[WORK TASK] The answer must be an exact copy of every record.
+===+
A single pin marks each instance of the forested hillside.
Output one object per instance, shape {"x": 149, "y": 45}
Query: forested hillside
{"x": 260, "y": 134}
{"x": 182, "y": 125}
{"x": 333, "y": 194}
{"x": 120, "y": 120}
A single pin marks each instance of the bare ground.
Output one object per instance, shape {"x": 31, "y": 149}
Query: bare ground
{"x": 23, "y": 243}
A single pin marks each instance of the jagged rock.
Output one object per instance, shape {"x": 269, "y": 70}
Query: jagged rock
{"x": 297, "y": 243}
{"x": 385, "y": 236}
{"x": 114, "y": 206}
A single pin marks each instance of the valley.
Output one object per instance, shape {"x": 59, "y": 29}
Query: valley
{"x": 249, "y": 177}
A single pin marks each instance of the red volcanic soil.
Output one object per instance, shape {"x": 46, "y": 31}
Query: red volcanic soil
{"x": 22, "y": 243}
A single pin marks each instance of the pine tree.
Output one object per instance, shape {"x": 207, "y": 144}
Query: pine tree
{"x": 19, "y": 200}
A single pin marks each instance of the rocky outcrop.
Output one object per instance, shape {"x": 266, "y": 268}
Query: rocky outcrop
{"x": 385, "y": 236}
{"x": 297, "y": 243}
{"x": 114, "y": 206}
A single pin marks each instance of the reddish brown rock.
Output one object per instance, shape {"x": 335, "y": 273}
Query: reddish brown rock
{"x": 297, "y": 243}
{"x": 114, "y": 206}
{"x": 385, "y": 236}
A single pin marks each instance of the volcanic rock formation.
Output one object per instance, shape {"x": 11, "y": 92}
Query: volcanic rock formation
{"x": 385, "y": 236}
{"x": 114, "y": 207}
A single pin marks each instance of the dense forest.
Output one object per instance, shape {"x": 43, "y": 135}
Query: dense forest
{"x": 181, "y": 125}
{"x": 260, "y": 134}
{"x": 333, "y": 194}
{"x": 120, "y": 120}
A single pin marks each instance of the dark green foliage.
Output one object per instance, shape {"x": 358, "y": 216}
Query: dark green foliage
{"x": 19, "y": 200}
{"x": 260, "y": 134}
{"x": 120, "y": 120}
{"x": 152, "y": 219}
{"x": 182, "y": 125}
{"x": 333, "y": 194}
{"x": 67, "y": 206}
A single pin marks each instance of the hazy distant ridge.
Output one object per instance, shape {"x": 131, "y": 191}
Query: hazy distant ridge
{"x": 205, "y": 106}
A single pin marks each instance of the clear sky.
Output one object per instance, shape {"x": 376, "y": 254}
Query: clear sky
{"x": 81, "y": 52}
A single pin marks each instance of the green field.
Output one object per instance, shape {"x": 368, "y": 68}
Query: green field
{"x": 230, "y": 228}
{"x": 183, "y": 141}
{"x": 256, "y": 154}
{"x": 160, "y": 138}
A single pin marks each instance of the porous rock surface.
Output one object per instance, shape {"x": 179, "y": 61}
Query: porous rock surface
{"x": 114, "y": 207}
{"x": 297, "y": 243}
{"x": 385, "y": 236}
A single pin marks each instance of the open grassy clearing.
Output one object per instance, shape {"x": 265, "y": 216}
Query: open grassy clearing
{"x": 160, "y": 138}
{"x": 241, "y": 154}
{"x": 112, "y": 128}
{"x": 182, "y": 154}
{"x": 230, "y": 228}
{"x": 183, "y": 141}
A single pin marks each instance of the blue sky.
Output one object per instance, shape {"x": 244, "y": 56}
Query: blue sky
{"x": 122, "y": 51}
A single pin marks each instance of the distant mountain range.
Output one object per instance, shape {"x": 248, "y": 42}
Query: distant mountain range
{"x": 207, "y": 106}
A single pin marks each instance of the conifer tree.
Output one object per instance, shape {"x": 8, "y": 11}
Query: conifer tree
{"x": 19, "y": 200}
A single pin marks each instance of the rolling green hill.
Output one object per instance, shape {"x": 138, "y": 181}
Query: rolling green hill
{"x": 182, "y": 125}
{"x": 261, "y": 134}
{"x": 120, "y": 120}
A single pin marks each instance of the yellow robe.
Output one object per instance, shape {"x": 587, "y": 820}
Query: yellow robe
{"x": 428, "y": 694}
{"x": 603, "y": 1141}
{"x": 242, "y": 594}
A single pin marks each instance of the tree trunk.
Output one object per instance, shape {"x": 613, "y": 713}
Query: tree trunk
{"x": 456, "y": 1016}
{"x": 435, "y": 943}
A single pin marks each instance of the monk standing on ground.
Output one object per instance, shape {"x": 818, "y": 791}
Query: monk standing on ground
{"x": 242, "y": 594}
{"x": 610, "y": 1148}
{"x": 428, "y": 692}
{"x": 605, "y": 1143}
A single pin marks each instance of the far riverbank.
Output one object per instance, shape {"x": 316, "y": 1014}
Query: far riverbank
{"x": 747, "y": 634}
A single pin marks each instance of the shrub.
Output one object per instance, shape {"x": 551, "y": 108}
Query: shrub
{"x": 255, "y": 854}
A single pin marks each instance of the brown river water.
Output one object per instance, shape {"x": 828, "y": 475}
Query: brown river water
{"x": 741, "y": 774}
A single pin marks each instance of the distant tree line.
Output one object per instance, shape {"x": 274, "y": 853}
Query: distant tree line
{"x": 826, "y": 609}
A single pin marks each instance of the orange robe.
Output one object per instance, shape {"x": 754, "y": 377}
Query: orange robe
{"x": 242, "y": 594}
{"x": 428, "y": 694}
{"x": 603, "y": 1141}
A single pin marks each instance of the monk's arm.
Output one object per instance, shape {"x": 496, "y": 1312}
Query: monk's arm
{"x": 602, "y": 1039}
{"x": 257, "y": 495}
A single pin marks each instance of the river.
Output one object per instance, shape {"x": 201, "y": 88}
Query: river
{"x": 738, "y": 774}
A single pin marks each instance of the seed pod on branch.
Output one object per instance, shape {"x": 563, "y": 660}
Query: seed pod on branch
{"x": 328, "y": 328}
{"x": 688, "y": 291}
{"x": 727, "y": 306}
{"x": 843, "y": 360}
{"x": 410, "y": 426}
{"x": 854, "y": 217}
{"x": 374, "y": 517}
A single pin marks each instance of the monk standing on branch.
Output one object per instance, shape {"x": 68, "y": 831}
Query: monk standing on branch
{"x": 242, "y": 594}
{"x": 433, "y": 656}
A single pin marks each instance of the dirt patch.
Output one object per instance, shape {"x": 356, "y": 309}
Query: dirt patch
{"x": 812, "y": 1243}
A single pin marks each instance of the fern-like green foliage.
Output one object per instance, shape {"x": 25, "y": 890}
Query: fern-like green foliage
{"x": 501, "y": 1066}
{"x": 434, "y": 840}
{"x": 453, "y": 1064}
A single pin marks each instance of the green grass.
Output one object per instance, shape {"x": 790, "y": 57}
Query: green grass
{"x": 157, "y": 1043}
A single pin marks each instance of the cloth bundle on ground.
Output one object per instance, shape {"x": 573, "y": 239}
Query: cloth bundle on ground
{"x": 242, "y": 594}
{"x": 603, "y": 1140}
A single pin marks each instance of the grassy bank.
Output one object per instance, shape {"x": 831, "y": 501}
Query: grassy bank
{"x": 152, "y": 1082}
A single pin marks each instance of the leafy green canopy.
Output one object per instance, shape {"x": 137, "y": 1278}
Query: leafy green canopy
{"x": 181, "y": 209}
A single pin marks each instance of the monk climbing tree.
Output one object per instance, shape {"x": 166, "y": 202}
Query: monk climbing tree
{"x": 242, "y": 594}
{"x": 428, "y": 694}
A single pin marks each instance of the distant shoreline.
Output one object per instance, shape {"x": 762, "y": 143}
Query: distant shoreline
+===+
[SOLUTION FOR THIS PROBLEM]
A single pin marks each instance of the forested hillside.
Output one object per instance, shape {"x": 149, "y": 45}
Query: forested hillside
{"x": 260, "y": 134}
{"x": 182, "y": 125}
{"x": 333, "y": 194}
{"x": 120, "y": 120}
A single pin marks each instance of the bare ground.
Output one object per instance, shape {"x": 31, "y": 149}
Query: bare ground
{"x": 23, "y": 243}
A single pin marks each instance of the jagged rock.
Output one object per instance, shape {"x": 269, "y": 70}
Query: jagged rock
{"x": 297, "y": 243}
{"x": 385, "y": 236}
{"x": 114, "y": 206}
A single pin marks each instance of the valley.
Output one object per instance, shape {"x": 59, "y": 29}
Query: valley
{"x": 249, "y": 177}
A single pin marks each instance of the red volcanic soil.
Output one object per instance, shape {"x": 46, "y": 31}
Query: red volcanic soil
{"x": 22, "y": 243}
A single pin marks each instance of the pine tree.
Output one object per instance, shape {"x": 207, "y": 144}
Query: pine tree
{"x": 19, "y": 200}
A single pin marks each instance of the rocky outcrop.
Output one object per instance, shape {"x": 266, "y": 268}
Query: rocky outcrop
{"x": 385, "y": 236}
{"x": 297, "y": 243}
{"x": 114, "y": 206}
A single pin marks each instance of the reddish brown rock.
Output one object per instance, shape {"x": 335, "y": 273}
Query: reddish brown rock
{"x": 297, "y": 243}
{"x": 114, "y": 206}
{"x": 385, "y": 236}
A single pin marks each instance of the volcanic rock formation.
Output one object per instance, shape {"x": 11, "y": 92}
Query: volcanic rock formation
{"x": 385, "y": 236}
{"x": 114, "y": 207}
A single pin marks each instance of the dense forest.
Output one object per instance, shape {"x": 43, "y": 135}
Query: dense forest
{"x": 181, "y": 125}
{"x": 260, "y": 134}
{"x": 333, "y": 194}
{"x": 120, "y": 120}
A single pin marks each instance of the dark green foliage.
Output one object per instance, shape {"x": 358, "y": 216}
Query: dark green foliage
{"x": 19, "y": 200}
{"x": 260, "y": 134}
{"x": 120, "y": 120}
{"x": 152, "y": 219}
{"x": 182, "y": 125}
{"x": 333, "y": 194}
{"x": 67, "y": 206}
A single pin marks each instance of the hazy distant ridge.
Output one object per instance, shape {"x": 131, "y": 191}
Query: hazy distant ridge
{"x": 205, "y": 106}
A single pin marks each instance of the clear sky.
Output one object per instance, shape {"x": 376, "y": 254}
Query: clear sky
{"x": 81, "y": 52}
A single pin marks each instance of the green field.
Output one object per instance, shape {"x": 368, "y": 68}
Query: green field
{"x": 230, "y": 228}
{"x": 183, "y": 141}
{"x": 256, "y": 154}
{"x": 160, "y": 138}
A single pin marks each instance of the porous rock surface.
Output one object per instance, shape {"x": 179, "y": 61}
Query: porous rock surface
{"x": 114, "y": 207}
{"x": 297, "y": 243}
{"x": 385, "y": 236}
A single pin marks each instance of the open grassy clearing.
Output one object per instance, shape {"x": 265, "y": 216}
Query: open grassy clearing
{"x": 160, "y": 138}
{"x": 241, "y": 154}
{"x": 112, "y": 128}
{"x": 182, "y": 154}
{"x": 230, "y": 228}
{"x": 183, "y": 141}
A single pin marks each instance of the blue sky.
Output one object per instance, shape {"x": 244, "y": 56}
Query: blue sky
{"x": 122, "y": 51}
A single pin marks each instance of the distant mountain range.
Output one object per instance, shape {"x": 248, "y": 42}
Query: distant mountain range
{"x": 207, "y": 106}
A single pin marks each instance of the conifer tree.
Output one object per instance, shape {"x": 8, "y": 11}
Query: conifer tree
{"x": 19, "y": 200}
A single pin marks each instance of the rolling green hill.
Output one object per instance, shape {"x": 138, "y": 181}
Query: rolling green hill
{"x": 182, "y": 125}
{"x": 261, "y": 134}
{"x": 120, "y": 120}
A single pin marks each instance of the yellow robe.
Output one object per instance, shape {"x": 587, "y": 820}
Query: yellow robe
{"x": 428, "y": 694}
{"x": 603, "y": 1141}
{"x": 242, "y": 594}
A single pin marks each instance of the tree trunk.
Output one object per instance, shape {"x": 613, "y": 713}
Query: tree trunk
{"x": 456, "y": 1016}
{"x": 435, "y": 943}
A single pin marks each instance of the monk standing on ground.
Output one object per instance, shape {"x": 818, "y": 791}
Query: monk standing on ground
{"x": 242, "y": 594}
{"x": 610, "y": 1148}
{"x": 428, "y": 692}
{"x": 605, "y": 1143}
A single pin marks each instance of the far riverbank.
Output one object per instance, shape {"x": 316, "y": 1014}
Query: far riverbank
{"x": 747, "y": 634}
A single pin marks each instance of the shrub.
Output one object per instance, shape {"x": 551, "y": 108}
Query: shrub
{"x": 255, "y": 854}
A single pin marks each instance of the brown river water.
Output one object per instance, shape {"x": 828, "y": 475}
Query: brown river water
{"x": 741, "y": 774}
A single pin marks each instance of the distant tree line.
Output one object per instance, shape {"x": 274, "y": 853}
Query: distant tree line
{"x": 826, "y": 609}
A single pin marks each instance of the orange robe.
Output one object per instance, shape {"x": 754, "y": 377}
Query: orange robe
{"x": 242, "y": 594}
{"x": 428, "y": 694}
{"x": 603, "y": 1141}
A single pin marks each instance of the monk's arm.
Output one object per instance, shape {"x": 496, "y": 1312}
Query: monk's arm
{"x": 602, "y": 1039}
{"x": 257, "y": 495}
A single pin marks each instance of the river.
Output one object per instance, shape {"x": 201, "y": 88}
Query: river
{"x": 738, "y": 774}
A single pin marks each instance of the seed pod on branch.
Output one object per instance, shape {"x": 563, "y": 660}
Query: seed pod on branch
{"x": 328, "y": 328}
{"x": 688, "y": 291}
{"x": 727, "y": 306}
{"x": 843, "y": 360}
{"x": 410, "y": 426}
{"x": 854, "y": 217}
{"x": 374, "y": 517}
A single pin marks each instance of the monk standing on branch.
Output one object per instance, shape {"x": 68, "y": 831}
Query: monk standing on branch
{"x": 242, "y": 594}
{"x": 433, "y": 656}
A single pin marks each instance of the dirt patch.
Output one object per instance, shape {"x": 356, "y": 309}
Query: dirt patch
{"x": 812, "y": 1243}
A single pin marks each instance of the fern-like green foliage.
Output one object per instance, shape {"x": 25, "y": 890}
Query: fern-like green foliage
{"x": 501, "y": 1066}
{"x": 434, "y": 840}
{"x": 453, "y": 1064}
A single pin marks each instance of the green grass.
Output one object per instance, shape {"x": 790, "y": 57}
Query: green grass
{"x": 157, "y": 1043}
A single pin marks each instance of the cloth bundle on ground.
Output one object per instance, shape {"x": 573, "y": 239}
Query: cloth bundle on ground
{"x": 242, "y": 594}
{"x": 603, "y": 1140}
A single pin marks each instance of the grassy bank.
Output one object per instance, shape {"x": 831, "y": 501}
Query: grassy bank
{"x": 152, "y": 1082}
A single pin marks each instance of the leafy green canopy.
Output one object per instance, shape {"x": 137, "y": 1278}
Query: leafy green canopy
{"x": 181, "y": 209}
A single pin marks each instance of the monk climbing tree.
Output one object per instance, shape {"x": 166, "y": 202}
Query: monk climbing tree
{"x": 242, "y": 594}
{"x": 428, "y": 694}
A single pin marks each instance of the distant shoreline.
Output one object per instance, shape {"x": 762, "y": 143}
Query: distant shoreline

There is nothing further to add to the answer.